[Records]
◇ ◇ ◇ ◇ ◇ ◇ ◇

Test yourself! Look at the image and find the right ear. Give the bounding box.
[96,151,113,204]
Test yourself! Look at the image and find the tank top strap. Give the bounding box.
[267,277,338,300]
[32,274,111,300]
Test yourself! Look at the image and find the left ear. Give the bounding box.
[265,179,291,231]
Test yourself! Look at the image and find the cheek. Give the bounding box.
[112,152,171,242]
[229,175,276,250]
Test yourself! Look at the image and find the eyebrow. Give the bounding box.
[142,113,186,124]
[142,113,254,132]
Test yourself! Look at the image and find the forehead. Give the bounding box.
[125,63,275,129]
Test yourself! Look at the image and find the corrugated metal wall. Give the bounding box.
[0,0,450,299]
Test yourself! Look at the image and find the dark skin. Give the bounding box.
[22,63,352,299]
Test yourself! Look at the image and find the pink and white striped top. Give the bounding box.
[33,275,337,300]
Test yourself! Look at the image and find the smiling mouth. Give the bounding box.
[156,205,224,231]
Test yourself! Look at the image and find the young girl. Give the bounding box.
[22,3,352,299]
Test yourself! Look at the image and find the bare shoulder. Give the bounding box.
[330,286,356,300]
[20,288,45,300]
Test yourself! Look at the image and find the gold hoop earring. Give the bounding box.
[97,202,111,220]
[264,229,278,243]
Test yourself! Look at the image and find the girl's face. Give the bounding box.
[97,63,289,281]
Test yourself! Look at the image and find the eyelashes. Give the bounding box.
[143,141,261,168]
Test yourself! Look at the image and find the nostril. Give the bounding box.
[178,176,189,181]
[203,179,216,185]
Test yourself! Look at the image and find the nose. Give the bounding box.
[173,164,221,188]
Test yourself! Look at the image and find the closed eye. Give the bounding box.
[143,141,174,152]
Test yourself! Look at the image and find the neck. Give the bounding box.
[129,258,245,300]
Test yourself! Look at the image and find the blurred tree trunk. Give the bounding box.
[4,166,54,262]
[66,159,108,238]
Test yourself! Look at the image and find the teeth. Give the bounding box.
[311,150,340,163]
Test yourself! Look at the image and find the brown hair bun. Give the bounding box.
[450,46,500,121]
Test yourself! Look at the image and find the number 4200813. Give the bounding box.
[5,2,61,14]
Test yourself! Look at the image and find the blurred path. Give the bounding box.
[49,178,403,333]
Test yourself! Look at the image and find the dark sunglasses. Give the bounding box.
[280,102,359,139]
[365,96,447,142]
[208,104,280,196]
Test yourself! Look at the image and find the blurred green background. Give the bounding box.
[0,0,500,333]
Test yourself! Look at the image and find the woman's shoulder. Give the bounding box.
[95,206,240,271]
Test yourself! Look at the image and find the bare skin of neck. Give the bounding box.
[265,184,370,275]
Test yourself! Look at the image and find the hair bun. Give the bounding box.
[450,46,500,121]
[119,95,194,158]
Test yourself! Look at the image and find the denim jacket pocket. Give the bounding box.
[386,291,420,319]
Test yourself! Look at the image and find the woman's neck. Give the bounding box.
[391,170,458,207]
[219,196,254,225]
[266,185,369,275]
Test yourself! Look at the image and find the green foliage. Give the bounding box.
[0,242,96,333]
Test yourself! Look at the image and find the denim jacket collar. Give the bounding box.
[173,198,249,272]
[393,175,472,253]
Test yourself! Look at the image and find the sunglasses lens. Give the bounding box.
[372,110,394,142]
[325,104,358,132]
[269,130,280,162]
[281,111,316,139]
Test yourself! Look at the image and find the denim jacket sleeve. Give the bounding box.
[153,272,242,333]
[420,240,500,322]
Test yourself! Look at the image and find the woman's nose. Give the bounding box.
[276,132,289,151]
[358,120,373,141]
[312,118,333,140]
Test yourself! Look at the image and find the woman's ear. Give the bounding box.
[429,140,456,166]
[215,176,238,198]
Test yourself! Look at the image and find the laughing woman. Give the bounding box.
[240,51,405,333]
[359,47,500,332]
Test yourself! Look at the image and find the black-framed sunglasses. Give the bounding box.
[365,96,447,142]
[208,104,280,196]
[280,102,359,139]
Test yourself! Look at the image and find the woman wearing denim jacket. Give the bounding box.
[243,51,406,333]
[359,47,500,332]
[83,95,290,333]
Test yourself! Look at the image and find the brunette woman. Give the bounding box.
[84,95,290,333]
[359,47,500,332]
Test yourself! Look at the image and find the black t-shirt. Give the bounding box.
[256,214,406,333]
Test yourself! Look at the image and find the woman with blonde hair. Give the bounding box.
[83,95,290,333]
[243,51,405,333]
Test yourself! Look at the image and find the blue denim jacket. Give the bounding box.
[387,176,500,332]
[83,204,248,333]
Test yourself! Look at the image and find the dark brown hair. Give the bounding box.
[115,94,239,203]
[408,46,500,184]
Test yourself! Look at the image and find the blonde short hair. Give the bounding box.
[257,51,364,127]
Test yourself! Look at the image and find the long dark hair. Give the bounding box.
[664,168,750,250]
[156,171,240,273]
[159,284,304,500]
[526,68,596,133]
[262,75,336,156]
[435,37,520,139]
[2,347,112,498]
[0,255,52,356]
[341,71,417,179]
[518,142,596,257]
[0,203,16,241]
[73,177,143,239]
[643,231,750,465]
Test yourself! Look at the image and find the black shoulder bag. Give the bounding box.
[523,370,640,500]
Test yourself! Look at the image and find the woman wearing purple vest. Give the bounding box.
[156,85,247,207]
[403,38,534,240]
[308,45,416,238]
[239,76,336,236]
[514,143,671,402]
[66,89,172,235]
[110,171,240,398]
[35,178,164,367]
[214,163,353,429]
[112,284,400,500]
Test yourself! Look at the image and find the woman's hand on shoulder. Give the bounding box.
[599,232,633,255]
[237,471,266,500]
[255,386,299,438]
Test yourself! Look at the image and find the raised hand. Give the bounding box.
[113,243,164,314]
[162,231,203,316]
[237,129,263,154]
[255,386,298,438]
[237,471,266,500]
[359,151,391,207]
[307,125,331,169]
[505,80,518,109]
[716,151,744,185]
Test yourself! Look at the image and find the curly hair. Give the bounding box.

◇ ◇ ◇ ◇ ◇ ◇ ◇

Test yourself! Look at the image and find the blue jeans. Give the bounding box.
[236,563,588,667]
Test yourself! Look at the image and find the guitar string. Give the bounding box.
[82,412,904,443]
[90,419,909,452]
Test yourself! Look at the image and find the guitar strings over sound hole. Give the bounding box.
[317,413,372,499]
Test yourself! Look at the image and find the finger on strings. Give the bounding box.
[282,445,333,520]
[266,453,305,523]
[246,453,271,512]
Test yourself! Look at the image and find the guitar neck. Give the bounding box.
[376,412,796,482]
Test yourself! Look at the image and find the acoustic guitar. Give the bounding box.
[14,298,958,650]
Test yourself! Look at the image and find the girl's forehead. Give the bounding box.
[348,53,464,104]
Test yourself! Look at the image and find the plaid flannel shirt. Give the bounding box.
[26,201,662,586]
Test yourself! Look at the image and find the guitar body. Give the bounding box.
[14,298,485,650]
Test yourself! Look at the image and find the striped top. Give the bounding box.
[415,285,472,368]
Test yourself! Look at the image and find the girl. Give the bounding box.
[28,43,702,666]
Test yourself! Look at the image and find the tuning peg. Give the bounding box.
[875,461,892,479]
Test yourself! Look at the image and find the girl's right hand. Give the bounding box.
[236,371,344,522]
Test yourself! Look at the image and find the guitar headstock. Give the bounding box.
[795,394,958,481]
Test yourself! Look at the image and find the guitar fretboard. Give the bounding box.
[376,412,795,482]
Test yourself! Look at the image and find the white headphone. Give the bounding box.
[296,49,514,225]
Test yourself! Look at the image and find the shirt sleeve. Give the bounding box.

◇ ◇ ◇ ◇ ◇ ◇ ◇

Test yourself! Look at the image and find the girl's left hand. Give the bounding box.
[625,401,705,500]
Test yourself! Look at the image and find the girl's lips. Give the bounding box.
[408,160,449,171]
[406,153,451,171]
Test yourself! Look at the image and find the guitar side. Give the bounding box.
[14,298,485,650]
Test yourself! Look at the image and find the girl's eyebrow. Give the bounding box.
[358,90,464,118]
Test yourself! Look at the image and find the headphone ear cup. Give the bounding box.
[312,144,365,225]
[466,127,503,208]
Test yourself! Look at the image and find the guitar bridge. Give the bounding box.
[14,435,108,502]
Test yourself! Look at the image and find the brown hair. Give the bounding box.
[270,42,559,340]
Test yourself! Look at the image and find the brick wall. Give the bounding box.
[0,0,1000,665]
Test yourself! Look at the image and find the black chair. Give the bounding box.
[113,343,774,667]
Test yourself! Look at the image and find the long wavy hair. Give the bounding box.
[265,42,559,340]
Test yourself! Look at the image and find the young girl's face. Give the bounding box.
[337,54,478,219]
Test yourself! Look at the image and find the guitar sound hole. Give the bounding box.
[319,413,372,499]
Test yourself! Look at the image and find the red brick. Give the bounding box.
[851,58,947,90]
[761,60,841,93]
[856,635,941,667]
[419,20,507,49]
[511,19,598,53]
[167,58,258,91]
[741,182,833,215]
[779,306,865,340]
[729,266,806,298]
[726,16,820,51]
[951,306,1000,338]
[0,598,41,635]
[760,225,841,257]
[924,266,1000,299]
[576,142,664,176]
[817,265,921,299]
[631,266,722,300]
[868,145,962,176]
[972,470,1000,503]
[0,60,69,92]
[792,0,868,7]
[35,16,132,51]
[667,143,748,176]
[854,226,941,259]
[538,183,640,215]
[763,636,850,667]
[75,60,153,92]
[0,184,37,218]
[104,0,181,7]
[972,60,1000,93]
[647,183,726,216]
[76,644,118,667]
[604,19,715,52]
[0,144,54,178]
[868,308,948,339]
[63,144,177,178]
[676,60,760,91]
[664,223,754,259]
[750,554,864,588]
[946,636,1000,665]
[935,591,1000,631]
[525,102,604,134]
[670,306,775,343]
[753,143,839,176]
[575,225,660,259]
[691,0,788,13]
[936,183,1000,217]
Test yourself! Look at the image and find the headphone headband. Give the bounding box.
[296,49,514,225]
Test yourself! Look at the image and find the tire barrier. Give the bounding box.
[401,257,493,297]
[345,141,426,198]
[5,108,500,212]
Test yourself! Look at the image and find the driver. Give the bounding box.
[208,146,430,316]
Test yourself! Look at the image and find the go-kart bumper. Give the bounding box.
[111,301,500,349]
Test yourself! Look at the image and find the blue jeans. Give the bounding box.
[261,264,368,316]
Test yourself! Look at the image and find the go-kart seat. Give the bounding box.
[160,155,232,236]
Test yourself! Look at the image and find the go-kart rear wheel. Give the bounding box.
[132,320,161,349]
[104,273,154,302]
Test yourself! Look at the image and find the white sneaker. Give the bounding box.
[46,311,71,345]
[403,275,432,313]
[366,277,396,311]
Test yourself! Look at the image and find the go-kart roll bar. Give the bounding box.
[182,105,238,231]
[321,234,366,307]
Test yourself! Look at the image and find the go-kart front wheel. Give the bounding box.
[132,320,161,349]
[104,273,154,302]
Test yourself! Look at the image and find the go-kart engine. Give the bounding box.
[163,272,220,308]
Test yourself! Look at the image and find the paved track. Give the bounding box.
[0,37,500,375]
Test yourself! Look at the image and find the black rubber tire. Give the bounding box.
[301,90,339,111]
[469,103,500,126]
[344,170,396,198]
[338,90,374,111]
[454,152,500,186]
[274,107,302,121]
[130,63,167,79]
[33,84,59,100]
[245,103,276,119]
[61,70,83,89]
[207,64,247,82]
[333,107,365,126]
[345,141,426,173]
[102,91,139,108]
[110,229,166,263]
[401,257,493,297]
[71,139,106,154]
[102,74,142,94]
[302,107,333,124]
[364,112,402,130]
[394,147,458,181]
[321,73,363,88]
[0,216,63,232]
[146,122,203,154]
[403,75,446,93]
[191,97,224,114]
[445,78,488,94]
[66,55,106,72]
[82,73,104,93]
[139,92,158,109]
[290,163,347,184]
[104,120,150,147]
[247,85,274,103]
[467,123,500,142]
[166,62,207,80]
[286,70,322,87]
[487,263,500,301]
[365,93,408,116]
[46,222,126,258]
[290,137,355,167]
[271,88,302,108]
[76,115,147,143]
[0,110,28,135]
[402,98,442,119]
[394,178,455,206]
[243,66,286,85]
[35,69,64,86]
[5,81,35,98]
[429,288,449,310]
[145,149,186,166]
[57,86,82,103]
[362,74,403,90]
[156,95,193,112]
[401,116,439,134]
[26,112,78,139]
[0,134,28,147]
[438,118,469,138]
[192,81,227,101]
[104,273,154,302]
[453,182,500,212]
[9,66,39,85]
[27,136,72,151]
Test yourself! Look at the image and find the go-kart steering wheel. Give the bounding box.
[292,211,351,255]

◇ ◇ ◇ ◇ ◇ ◇ ◇

WRITTEN INSTRUCTION:
Copy out the listing above verbatim, everything from the line containing "pocket. Give the bounding box." down to the line containing "[83,204,248,333]", with both of those lines included.

OUTPUT OF THE EXERCISE:
Test yourself! Look at the image and find the denim jacket pocket. Give the bounding box.
[386,291,420,319]
Test yourself! Look at the image and find the woman's neck. Give the bounding box.
[391,170,458,207]
[219,196,254,225]
[266,185,369,275]
Test yourself! Look at the image and find the green foliage. Give the bounding box.
[0,242,96,333]
Test yourself! Look at the image and find the denim jacket collar. Give the bounding box.
[173,198,249,272]
[393,175,472,253]
Test yourself! Look at the image and find the sunglasses lens. Give the bounding box.
[372,110,394,142]
[325,104,358,132]
[269,130,280,162]
[281,111,316,139]
Test yourself! Look at the image and find the denim jacket sleeve. Give the bounding box.
[153,272,242,333]
[420,240,500,322]
Test yourself! Look at the image and find the woman's nose. Give the bounding box.
[276,132,289,151]
[358,120,373,141]
[312,118,333,140]
Test yourself! Look at the image and find the woman's ear. Give the bounding box.
[429,140,456,166]
[215,176,238,198]
Test yourself! Look at the image and find the laughing woman. Give the bounding box.
[240,51,405,333]
[359,47,500,332]
Test yourself! Look at the image and find the black-framed sunglasses. Give the bounding box.
[365,96,447,142]
[208,104,280,196]
[280,102,359,139]
Test yourself! Look at the image and find the woman wearing denim jacket. Give the bounding box.
[243,51,406,333]
[359,47,500,332]
[83,95,290,333]
Test yourself! Look at the image and find the brunette woman. Give the bounding box.
[84,95,290,333]
[359,47,500,332]
Test yourself! Look at the image and find the black t-shirt. Give the bounding box.
[256,214,406,333]
Test yourself! Look at the image and find the woman with blonde hair. Give the bounding box.
[83,95,290,333]
[243,51,405,333]
Test yourself! Look at the image and find the blue denim jacket. Give the bounding box.
[387,176,500,332]
[83,204,248,333]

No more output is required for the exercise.